* **What the exercise asks**:
All of the data below needs to be set down again, exactly as shown.

Stored records
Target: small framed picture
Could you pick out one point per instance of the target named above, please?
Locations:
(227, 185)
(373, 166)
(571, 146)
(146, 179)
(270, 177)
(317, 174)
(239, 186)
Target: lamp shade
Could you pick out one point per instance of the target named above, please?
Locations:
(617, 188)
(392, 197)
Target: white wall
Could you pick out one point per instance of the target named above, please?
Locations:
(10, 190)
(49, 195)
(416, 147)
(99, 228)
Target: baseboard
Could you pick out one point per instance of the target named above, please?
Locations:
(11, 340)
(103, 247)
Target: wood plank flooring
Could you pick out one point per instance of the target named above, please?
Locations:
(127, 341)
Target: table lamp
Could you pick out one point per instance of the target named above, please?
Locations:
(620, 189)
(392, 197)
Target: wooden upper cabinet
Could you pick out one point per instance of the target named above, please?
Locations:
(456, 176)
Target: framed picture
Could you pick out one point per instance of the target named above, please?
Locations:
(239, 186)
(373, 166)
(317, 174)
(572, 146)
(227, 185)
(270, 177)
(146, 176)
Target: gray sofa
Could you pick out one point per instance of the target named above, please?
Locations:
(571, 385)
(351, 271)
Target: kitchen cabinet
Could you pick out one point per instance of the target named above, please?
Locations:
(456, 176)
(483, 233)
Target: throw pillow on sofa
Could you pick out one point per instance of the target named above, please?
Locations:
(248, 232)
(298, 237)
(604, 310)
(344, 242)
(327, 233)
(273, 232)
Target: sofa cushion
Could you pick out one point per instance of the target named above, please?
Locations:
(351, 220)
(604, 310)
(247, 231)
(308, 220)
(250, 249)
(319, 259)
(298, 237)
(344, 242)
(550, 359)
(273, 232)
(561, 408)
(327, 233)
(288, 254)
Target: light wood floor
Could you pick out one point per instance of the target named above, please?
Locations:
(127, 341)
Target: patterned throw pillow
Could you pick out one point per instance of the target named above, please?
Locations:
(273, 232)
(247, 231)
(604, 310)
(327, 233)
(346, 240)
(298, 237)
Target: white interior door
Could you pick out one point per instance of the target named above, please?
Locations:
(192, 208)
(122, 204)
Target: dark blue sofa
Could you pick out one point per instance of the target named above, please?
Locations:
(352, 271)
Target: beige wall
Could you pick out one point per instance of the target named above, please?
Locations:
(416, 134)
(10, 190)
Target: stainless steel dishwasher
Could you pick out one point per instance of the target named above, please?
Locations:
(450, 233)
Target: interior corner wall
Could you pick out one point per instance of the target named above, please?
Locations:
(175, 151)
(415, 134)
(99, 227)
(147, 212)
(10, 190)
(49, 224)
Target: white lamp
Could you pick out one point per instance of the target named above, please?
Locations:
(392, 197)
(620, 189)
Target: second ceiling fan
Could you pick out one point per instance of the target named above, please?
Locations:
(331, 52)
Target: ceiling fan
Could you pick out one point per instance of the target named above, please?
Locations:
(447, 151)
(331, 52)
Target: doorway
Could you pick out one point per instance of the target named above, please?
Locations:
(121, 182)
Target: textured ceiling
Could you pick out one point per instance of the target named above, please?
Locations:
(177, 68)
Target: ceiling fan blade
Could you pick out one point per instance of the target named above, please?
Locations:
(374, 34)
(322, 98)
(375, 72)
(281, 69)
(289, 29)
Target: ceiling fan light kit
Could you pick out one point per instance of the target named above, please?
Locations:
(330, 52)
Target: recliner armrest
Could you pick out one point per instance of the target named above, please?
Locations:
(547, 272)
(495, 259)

* **Result of the task**:
Target: small framed picture
Could you pick out one point per instance of the target named above, please?
Locations:
(227, 185)
(373, 166)
(571, 146)
(146, 179)
(270, 177)
(317, 174)
(239, 186)
Target: lamp shade
Could you pick out one point per instance of the target named above, please?
Locations:
(617, 188)
(392, 197)
Target: white wall
Could you pick out one point per instance of the target named above, please?
Locations:
(10, 190)
(49, 195)
(416, 147)
(99, 228)
Target: baseboard
Could you pick out one point per instance of the target named above, please?
Locations:
(11, 340)
(103, 247)
Target: wood plank flooring
Could you pick out one point per instance of the target named above, please?
Locations:
(127, 341)
Target: table lamp
Could you pick out one point per instance of the target named above, please?
Locations:
(620, 189)
(392, 197)
Target: wooden upper cabinet
Could you pick out one point per instance of the target named above, please?
Locations:
(456, 176)
Target: framed picture
Could you pick out one point per instance of the target named above, please?
Locations:
(239, 186)
(373, 166)
(317, 174)
(572, 146)
(227, 185)
(270, 177)
(146, 176)
Target: gray sofa
Could you pick out one point per instance of the target named above, please?
Locations:
(571, 385)
(351, 271)
Target: kitchen cabinet
Could you pick out one point per instance of the target named above, please?
Locations:
(456, 176)
(483, 233)
Target: throw pillow on sofa
Could you pick out one point per instance of the target named above, please?
Locations:
(248, 232)
(298, 237)
(604, 310)
(344, 242)
(327, 233)
(273, 232)
Target: sofa cushion
Could you pick out one point per instance of the target named above, please?
Locations:
(351, 220)
(604, 310)
(247, 231)
(308, 220)
(250, 249)
(319, 259)
(298, 237)
(344, 242)
(550, 359)
(273, 232)
(561, 408)
(327, 233)
(288, 254)
Target: light wood floor
Could you pick out one point per instance of the target named above, please?
Locations:
(127, 341)
Target: patterned throw pillow
Could you pick out one point per instance of the target named above, please?
Locations:
(273, 232)
(247, 231)
(604, 310)
(327, 233)
(346, 240)
(298, 237)
Target: white interior door
Could you pick out one point per instance of the target named above, please?
Locations:
(192, 208)
(122, 204)
Target: dark blue sofa
Could you pick out one point per instance of the target named above, please?
Locations:
(352, 271)
Target: beige wall
Could you pick out one point per instance of the target named above, please?
Locations:
(416, 134)
(10, 190)
Target: stainless steel dishwasher
Could you pick out one point per instance of the target named above, please?
Locations:
(450, 233)
Target: interior corner wall
Could you pick out one point per instance of the target named above, please?
Locations:
(175, 151)
(415, 134)
(99, 227)
(147, 212)
(10, 190)
(49, 224)
Target: white lamp
Could you pick out one point per instance of the target named above, please?
Locations:
(392, 197)
(620, 189)
Target: second ceiling fan
Could you pick out one point per instance of the target named above, please?
Locations:
(331, 52)
Target: ceiling fan
Could you pick out one point per instance of the target named above, please?
Locations:
(447, 151)
(331, 52)
Target: doorway
Could you pick out one point per instance of the target named above, please?
Locations:
(121, 182)
Target: textured ceiling
Could you pick out one point per instance of the target named above, please?
Locations:
(177, 68)
Target: ceiling fan blade
Could you pick out one point per instance of the target named above, please?
Locations:
(374, 34)
(322, 98)
(375, 72)
(281, 69)
(289, 29)
Target: ceiling fan light kit
Could you pick out one point per instance of the target named above, please?
Locations:
(330, 52)
Target: recliner armrest
Could you pick out one point per instance of the target named above, please?
Locations:
(547, 272)
(495, 259)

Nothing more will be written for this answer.